Text segment:
+ + + +
Let's get everything straight:
1.) Yes, of course I emailed a picture of Bennigan settled into his new home with his brother.
2.) When he ate chicken on his own, I was so happy because that was the first time he had eaten on his own. But eating a little baby food with chicken doesn't constitute a healthy puppy, as he quickly returned back to not eating.
3.) You told me you were having to force feed him, and that I would continue to have to do so until he was over 16 weeks old. He wasn't eating when you sent him home with us, you said that you all took turns taking him home and getting up in the middle of the night to syringe feed him.
4.) Yes, my vets originally
thought it was pneumonia because of his breathing problem. The necropsy later showed it was due to the mineralization in his lungs from renal failure.
5.) I mailed a necropsy
months ago and never got a response.
6.) I would never want another puppy from Millionaire Mutts. I have a puppy report showing that Bennigan's mom had given birth to another sick puppy, a year before Bennigan. The other puppy had Kennel Cough and a skin disorder where its hair falls out. Yet they still bred his mother. The other puppy was sold in a pet shop in FL. In my OPINION, this sounds like a puppy mill (as only a puppy mill would send puppies to pet stores in Las Vegas and Boca Raton, FL.)
LINK:
http://www.petshoppuppies.com/report.asp?ID=73A1893
~Extra Details: Bennigan had been at the vet hospital for days before he died. They discharged him once, but when his condition worsened we rushed him back. He had been at the vet hospital overnight and stable, but there he went into shock and died.
I am posting the Colorado State University Necropsy.
As you can read in the necropsy:
Diagnosis:
Kidney: Renal dysplasia with metastatic mineralization.
Lung: Metastatic mineralization with atelectasis
"The degree of mineralization present within the lungs is severe enough to result in clinical dyspnea and respiratory distress and undoubtedly clinically mimicked pneumonia."
+ + + +
Input data:
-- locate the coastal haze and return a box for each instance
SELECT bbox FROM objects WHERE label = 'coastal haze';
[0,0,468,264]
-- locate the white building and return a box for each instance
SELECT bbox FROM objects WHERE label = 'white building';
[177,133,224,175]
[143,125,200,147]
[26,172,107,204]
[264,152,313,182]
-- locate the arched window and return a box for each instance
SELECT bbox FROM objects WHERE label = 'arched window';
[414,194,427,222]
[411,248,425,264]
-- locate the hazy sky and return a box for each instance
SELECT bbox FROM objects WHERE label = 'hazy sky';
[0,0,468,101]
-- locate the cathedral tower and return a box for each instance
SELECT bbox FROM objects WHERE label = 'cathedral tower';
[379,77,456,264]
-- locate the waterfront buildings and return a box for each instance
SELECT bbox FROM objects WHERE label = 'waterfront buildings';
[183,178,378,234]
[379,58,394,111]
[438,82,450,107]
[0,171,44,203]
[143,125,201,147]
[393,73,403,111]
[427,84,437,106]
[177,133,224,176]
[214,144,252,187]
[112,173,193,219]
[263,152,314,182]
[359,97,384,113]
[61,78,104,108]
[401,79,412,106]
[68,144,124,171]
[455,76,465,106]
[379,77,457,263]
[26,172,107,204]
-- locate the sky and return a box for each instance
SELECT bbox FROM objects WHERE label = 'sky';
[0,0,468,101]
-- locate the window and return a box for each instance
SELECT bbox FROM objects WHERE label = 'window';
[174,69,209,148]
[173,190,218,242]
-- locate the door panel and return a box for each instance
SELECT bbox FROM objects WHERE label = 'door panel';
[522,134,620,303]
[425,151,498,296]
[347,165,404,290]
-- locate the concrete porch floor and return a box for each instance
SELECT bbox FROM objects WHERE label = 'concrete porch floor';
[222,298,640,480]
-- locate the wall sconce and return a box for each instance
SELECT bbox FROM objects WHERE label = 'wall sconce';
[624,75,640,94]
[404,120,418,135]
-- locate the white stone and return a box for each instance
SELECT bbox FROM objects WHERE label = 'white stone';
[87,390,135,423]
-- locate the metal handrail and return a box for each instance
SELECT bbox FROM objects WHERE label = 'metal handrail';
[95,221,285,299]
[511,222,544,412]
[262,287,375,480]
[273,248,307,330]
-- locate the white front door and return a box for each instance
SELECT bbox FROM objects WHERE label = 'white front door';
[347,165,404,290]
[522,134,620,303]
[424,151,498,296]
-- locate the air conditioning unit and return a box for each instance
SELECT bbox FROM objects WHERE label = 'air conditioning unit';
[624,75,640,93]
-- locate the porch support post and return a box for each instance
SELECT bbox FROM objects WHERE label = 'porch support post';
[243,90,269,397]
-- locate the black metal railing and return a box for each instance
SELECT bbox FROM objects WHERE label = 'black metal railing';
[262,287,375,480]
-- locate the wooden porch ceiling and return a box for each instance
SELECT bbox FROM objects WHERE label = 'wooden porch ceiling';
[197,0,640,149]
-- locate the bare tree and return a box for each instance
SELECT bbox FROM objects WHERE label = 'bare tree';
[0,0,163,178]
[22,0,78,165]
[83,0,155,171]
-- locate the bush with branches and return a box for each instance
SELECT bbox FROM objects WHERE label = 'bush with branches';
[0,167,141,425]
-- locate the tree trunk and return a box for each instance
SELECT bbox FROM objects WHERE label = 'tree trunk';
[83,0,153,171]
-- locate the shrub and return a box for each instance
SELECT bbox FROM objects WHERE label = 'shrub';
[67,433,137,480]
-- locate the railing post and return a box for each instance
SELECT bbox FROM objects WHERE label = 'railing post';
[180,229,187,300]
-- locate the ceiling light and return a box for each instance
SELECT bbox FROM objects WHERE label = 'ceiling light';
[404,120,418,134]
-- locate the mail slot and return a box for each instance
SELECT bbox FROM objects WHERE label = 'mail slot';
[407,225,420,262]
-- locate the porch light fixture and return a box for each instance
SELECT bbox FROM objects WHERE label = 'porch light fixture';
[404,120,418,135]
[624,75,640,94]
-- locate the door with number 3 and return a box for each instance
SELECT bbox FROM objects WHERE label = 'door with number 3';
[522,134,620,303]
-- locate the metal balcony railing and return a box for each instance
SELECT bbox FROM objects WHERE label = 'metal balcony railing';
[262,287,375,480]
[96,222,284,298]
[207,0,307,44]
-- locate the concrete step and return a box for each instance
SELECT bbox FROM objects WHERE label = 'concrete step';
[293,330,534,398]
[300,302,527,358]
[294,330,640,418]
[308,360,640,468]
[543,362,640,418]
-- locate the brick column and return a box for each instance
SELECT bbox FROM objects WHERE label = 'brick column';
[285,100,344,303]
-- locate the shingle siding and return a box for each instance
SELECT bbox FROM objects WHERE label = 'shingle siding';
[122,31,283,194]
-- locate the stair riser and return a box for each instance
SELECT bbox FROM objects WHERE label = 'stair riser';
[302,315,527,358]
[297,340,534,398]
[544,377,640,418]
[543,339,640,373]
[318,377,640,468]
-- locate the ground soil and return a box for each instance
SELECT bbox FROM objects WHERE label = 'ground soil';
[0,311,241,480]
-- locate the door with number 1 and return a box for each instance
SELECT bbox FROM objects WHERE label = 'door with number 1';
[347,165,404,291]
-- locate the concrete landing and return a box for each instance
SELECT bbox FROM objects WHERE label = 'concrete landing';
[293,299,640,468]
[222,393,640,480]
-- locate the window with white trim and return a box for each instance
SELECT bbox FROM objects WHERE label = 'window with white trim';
+ + + +
Exercises to complete:
• 1. Answer from the Bennigan post:
(a) Until what age was the writer told force feeding would have to continue?
(b) What did the necropsy show as the cause of Bennigan's breathing problem?
(c) Which university's necropsy is being posted?
• 2. Quote the Bennigan post between "6.) I would" and "Boca Raton, FL.)", inclusive.
The entries have no connection to the Bennigan post.

List of solutions:
• 1.
(a) Until he was over 16 weeks old.
(b) Mineralization in his lungs from renal failure.
(c) Colorado State University.

• 2.
6.) I would never want another puppy from Millionaire Mutts. I have a puppy report showing that Bennigan's mom had given birth to another sick puppy, a year before Bennigan. The other puppy had Kennel Cough and a skin disorder where its hair falls out. Yet they still bred his mother. The other puppy was sold in a pet shop in FL. In my OPINION, this sounds like a puppy mill (as only a puppy mill would send puppies to pet stores in Las Vegas and Boca Raton, FL.)